Task details
Each line that follows should be printed again exactly as it stands.

Supplied information

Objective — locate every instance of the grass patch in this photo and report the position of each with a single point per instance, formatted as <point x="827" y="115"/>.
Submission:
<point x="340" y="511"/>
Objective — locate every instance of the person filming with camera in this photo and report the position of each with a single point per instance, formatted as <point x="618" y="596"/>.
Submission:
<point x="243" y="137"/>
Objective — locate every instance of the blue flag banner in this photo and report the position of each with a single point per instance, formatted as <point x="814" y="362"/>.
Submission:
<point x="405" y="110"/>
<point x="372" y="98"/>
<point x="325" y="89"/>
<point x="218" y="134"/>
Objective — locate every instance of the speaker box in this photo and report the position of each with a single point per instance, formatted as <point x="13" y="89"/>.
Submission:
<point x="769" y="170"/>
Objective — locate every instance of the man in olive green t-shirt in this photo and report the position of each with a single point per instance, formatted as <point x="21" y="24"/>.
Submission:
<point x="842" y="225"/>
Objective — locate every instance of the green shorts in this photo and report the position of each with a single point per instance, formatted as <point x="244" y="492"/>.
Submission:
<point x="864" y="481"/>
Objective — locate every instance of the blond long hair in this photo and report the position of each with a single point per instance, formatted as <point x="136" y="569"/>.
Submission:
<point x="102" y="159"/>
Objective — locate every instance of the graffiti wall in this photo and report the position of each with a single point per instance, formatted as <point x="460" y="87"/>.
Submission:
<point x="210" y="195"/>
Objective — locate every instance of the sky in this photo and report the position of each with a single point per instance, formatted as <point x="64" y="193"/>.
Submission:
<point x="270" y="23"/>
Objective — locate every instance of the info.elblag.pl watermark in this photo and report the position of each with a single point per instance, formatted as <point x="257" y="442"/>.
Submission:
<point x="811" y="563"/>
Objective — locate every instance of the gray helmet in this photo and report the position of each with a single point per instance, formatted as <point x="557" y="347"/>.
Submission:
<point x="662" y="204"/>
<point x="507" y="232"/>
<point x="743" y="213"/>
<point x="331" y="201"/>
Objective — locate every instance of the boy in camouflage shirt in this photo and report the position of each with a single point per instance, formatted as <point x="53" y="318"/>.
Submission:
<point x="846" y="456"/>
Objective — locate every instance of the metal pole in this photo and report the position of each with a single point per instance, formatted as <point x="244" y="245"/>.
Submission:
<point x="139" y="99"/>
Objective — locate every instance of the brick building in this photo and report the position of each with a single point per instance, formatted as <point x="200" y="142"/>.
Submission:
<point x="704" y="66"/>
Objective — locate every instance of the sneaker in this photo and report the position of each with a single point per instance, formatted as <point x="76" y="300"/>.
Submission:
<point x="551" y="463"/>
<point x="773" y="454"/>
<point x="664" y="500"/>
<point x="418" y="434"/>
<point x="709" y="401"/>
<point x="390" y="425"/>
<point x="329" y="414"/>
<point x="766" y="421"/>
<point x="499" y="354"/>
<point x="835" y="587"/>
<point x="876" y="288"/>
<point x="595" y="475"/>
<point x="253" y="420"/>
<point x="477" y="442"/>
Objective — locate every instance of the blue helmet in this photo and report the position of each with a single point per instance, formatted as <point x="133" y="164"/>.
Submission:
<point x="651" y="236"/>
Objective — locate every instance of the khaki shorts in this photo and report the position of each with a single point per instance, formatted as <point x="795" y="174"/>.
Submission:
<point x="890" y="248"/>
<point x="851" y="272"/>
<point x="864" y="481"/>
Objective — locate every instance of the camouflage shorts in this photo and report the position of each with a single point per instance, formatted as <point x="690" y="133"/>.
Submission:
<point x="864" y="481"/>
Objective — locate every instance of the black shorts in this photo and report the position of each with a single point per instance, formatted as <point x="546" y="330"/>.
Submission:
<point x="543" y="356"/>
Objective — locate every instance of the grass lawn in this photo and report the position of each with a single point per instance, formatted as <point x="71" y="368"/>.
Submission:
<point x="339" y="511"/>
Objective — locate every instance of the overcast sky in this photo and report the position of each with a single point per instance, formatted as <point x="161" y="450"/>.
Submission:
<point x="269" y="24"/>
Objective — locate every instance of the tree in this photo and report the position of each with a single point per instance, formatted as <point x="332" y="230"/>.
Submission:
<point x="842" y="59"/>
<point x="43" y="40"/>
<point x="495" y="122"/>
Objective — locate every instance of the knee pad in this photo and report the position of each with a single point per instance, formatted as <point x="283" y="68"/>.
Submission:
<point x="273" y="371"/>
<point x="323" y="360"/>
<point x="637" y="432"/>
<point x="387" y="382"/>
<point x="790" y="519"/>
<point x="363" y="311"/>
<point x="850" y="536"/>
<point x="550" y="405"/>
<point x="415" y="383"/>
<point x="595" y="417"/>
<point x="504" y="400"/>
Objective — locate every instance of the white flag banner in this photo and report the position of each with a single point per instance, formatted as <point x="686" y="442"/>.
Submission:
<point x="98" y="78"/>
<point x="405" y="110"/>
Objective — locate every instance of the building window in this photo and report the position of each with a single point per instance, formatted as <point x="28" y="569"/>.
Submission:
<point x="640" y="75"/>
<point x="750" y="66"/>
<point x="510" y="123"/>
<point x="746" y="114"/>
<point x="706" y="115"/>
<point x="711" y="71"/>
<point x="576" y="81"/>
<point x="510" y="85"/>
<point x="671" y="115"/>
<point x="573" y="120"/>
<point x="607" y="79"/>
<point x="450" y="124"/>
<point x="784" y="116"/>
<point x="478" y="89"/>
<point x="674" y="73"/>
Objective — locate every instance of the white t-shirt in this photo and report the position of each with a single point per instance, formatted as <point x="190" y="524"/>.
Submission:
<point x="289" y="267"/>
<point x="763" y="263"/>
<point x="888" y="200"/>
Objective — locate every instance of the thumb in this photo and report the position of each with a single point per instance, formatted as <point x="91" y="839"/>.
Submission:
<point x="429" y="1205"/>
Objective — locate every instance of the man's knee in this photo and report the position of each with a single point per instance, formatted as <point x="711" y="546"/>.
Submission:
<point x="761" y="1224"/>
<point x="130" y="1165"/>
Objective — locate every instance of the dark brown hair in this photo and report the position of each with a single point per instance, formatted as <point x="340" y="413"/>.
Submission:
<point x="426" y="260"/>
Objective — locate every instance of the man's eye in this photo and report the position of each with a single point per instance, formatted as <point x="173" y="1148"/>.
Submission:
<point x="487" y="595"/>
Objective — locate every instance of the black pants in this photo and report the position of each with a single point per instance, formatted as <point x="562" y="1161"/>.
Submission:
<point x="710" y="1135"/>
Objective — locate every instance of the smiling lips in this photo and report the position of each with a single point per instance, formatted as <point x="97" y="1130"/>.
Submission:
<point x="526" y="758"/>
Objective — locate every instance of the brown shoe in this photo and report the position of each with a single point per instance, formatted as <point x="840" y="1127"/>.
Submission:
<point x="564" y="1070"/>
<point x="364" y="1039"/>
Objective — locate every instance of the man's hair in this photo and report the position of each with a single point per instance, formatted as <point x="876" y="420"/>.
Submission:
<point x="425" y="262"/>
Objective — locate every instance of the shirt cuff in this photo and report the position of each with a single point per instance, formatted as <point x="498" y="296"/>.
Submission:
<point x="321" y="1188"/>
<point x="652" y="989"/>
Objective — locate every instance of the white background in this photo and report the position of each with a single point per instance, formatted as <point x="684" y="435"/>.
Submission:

Solved exercise
Objective — locate every instance of the grass patch in this photo and report the position of each with a single point per instance, formatted as <point x="827" y="115"/>.
Submission:
<point x="340" y="511"/>
Objective — locate every instance of the person filming with camera in this photo and report the position of each with a single point per instance, formatted as <point x="618" y="596"/>.
Submission:
<point x="243" y="137"/>
Objective — locate every instance of the blue flag banner in this photo and report the position of each with a single point per instance, formatted as <point x="814" y="362"/>.
Submission:
<point x="405" y="110"/>
<point x="372" y="98"/>
<point x="325" y="89"/>
<point x="218" y="134"/>
Objective — locate every instance of the speaker box in this photo and report the position of each with a single point per instance, formatted as <point x="13" y="89"/>.
Submission:
<point x="769" y="170"/>
Objective — locate every instance of the man in olive green t-shirt in this photo and report the position of each with a single point per instance, formatted as <point x="21" y="24"/>.
Submission:
<point x="842" y="225"/>
Objective — locate every instance of the green shorts in this photo and report the position of each with a single point per instance, formatted as <point x="244" y="492"/>.
Submission:
<point x="864" y="481"/>
Objective — locate every instance of the blond long hair in this photo and report the position of each with a single point per instance, formatted as <point x="136" y="569"/>.
Submission:
<point x="102" y="159"/>
Objective — locate every instance of the graffiti wall in this photo and report the position of each with a single point per instance, formatted as <point x="460" y="87"/>.
Submission:
<point x="210" y="195"/>
Objective — locate every instance of the sky in this photo and report the position of each with a single point per instance, formatted as <point x="64" y="193"/>.
Submission:
<point x="270" y="23"/>
Objective — locate every instance of the info.elblag.pl watermark in this photo and report the position of each with a single point per instance, formatted as <point x="257" y="442"/>.
Submission:
<point x="811" y="563"/>
Objective — locate every instance of the gray helmet in this photo and report the position of each with a single point per instance, formatted as <point x="557" y="347"/>.
Submission:
<point x="662" y="204"/>
<point x="507" y="232"/>
<point x="743" y="213"/>
<point x="331" y="201"/>
Objective — locate every instance of the boy in camouflage shirt in this photo and report the position of each with a single point per instance, formatted as <point x="53" y="318"/>.
Submission:
<point x="846" y="456"/>
Objective — locate every instance of the metal pole in this photo and report the position of each with a single point per instance, formatted as <point x="244" y="245"/>.
Submission:
<point x="139" y="99"/>
Objective — locate every instance of the brick building in this photo and report the position of each with a single point per instance, formatted as <point x="200" y="142"/>.
Submission:
<point x="704" y="66"/>
Objective — locate every instance of the sneaker in this photo and report the position of each with a single point per instance, formatted as <point x="76" y="300"/>.
Submission:
<point x="551" y="463"/>
<point x="773" y="454"/>
<point x="664" y="500"/>
<point x="418" y="434"/>
<point x="709" y="401"/>
<point x="390" y="425"/>
<point x="329" y="414"/>
<point x="766" y="421"/>
<point x="499" y="354"/>
<point x="835" y="587"/>
<point x="876" y="288"/>
<point x="595" y="475"/>
<point x="253" y="420"/>
<point x="477" y="442"/>
Objective — locate every instance of the blue helmet in this photo and report the position of each with a single point per instance, formatted as <point x="133" y="164"/>.
Submission:
<point x="651" y="236"/>
Objective — locate every instance of the khaki shorts in this photo and report the position of each with a single point per instance, formatted as <point x="795" y="174"/>.
Submission:
<point x="890" y="248"/>
<point x="851" y="272"/>
<point x="864" y="481"/>
Objective — locate every instance of the camouflage shorts in this photo and report the position of each with a single point per instance, formatted as <point x="690" y="133"/>.
Submission:
<point x="864" y="481"/>
Objective — locate every instance of the black shorts in this photo and report the position of each with a single point per instance, formatted as <point x="546" y="330"/>.
Submission:
<point x="543" y="356"/>
Objective — locate every instance of the grass lawn in this photo and report the position of each with a single point per instance, formatted as <point x="71" y="368"/>.
Submission:
<point x="339" y="511"/>
Objective — locate every instance of the overcast sky in this photo and report the position of each with a single point per instance, formatted as <point x="161" y="450"/>.
Submission:
<point x="269" y="24"/>
Objective — locate every instance of the tree in this photo and report the position of each with a single point per instance, formatted as <point x="332" y="230"/>.
Submission:
<point x="842" y="59"/>
<point x="43" y="40"/>
<point x="495" y="122"/>
Objective — locate every instance of the knee pad in this photo and report the position of each with a single point per instance, formatted as <point x="283" y="68"/>.
Submission:
<point x="273" y="371"/>
<point x="323" y="360"/>
<point x="637" y="432"/>
<point x="387" y="382"/>
<point x="790" y="519"/>
<point x="363" y="311"/>
<point x="850" y="536"/>
<point x="550" y="405"/>
<point x="415" y="383"/>
<point x="595" y="417"/>
<point x="504" y="400"/>
Objective — locate every instance of the white flag banner in this photo and report the position of each with a single point per instance, formatted as <point x="686" y="442"/>.
Submission:
<point x="98" y="78"/>
<point x="405" y="110"/>
Objective — locate every instance of the building window in this photo and report the position of each with a single point per instance, formatted as <point x="28" y="569"/>.
Submission:
<point x="640" y="75"/>
<point x="750" y="66"/>
<point x="510" y="123"/>
<point x="746" y="114"/>
<point x="706" y="115"/>
<point x="711" y="71"/>
<point x="576" y="81"/>
<point x="510" y="85"/>
<point x="671" y="115"/>
<point x="573" y="120"/>
<point x="607" y="79"/>
<point x="450" y="124"/>
<point x="784" y="116"/>
<point x="478" y="89"/>
<point x="674" y="73"/>
Objective — locate every instance of the white t-shirt in this photo and report the position of each with a single point per instance, formatted as <point x="190" y="524"/>.
Submission:
<point x="289" y="267"/>
<point x="763" y="263"/>
<point x="888" y="200"/>
Objective — locate every instance of the thumb in this photo and report the position of each with a single point per instance, formatted as <point x="91" y="839"/>.
Submission:
<point x="429" y="1205"/>
Objective — locate every instance of the man's knee in this photo and report the position of each with a single point per instance, formatted as <point x="711" y="546"/>.
Submission:
<point x="761" y="1224"/>
<point x="130" y="1165"/>
Objective — locate every instance of the dark brown hair in this photo and report the position of each with a single point per instance, formatted as <point x="340" y="413"/>.
Submission:
<point x="426" y="260"/>
Objective — locate every instance of the man's eye in this photo and report the position of each with a single point per instance, formatted as <point x="173" y="1148"/>.
Submission:
<point x="487" y="595"/>
Objective — locate every instance of the black pants in this photo and report the position of each with a single point per instance, formatted as <point x="562" y="1161"/>.
Submission:
<point x="710" y="1135"/>
Objective — locate every instance of the smiling lips in this photo and report the position of each with a single point per instance, formatted as <point x="97" y="1130"/>.
Submission:
<point x="526" y="758"/>
Objective — locate every instance of the brown shoe in this photo and report the position of each with a single point per instance, formatted as <point x="840" y="1127"/>.
Submission:
<point x="564" y="1070"/>
<point x="364" y="1039"/>
Objective — locate every instance of the man's hair in this photo and report the position of each with a single point per instance, formatted as <point x="876" y="420"/>.
Submission:
<point x="425" y="262"/>
Objective — locate every instance of the shirt cuff in this photo and report the position of each with a single point per instance, formatted as <point x="498" y="296"/>.
Submission:
<point x="321" y="1188"/>
<point x="652" y="989"/>
Objective — locate every instance of the white background in this photo and report the position of each with a single point per instance, formatted as <point x="684" y="435"/>.
Submission:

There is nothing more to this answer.